▶ _Exercise aim_
Copy the following lines verbatim from the listing, beginning at the line containing "reads [[132, 108]]." and ending with the line containing "[[45, 104]]", both included.

** BEGIN **

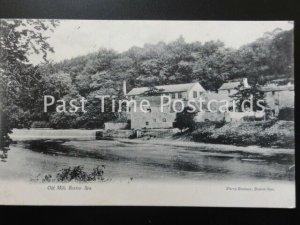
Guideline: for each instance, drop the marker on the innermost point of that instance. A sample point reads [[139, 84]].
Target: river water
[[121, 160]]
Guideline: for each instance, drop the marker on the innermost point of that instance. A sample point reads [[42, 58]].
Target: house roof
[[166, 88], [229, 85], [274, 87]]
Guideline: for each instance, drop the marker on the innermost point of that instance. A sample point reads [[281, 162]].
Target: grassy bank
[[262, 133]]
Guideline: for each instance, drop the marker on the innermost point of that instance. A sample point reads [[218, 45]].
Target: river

** END **
** BEGIN **

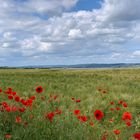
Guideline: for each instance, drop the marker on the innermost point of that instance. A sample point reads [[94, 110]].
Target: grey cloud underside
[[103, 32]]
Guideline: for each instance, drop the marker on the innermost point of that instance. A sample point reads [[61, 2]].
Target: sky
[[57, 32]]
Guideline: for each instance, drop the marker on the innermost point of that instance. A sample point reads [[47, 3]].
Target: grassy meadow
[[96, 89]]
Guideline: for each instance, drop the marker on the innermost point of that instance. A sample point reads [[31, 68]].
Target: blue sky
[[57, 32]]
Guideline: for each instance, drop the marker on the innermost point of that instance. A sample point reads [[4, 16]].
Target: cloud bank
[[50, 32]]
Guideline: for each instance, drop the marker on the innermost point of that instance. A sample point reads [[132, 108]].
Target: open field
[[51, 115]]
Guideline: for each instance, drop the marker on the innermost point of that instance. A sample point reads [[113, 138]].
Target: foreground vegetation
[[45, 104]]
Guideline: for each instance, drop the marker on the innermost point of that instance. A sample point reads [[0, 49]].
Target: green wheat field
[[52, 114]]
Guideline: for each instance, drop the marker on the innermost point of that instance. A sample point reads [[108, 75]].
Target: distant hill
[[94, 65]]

** END **
** BEGIN **

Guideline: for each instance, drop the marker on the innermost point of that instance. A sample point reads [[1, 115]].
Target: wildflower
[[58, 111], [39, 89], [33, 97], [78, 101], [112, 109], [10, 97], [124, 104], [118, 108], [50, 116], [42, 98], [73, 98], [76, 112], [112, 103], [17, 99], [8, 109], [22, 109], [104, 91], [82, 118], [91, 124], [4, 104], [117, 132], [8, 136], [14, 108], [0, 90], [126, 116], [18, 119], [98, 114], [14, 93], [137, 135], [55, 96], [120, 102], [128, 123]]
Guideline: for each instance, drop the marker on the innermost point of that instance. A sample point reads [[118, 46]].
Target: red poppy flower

** END **

▶ _Solution for this exercise_
Guideline: for each instance, drop the marker on the innermost point of that instance. A sample point reads [[132, 108]].
Target: open field
[[51, 115]]
Guideline: for each instance, drop the marker on the innermost point of that instance. A sample point reads [[113, 138]].
Target: foreground vegetation
[[45, 104]]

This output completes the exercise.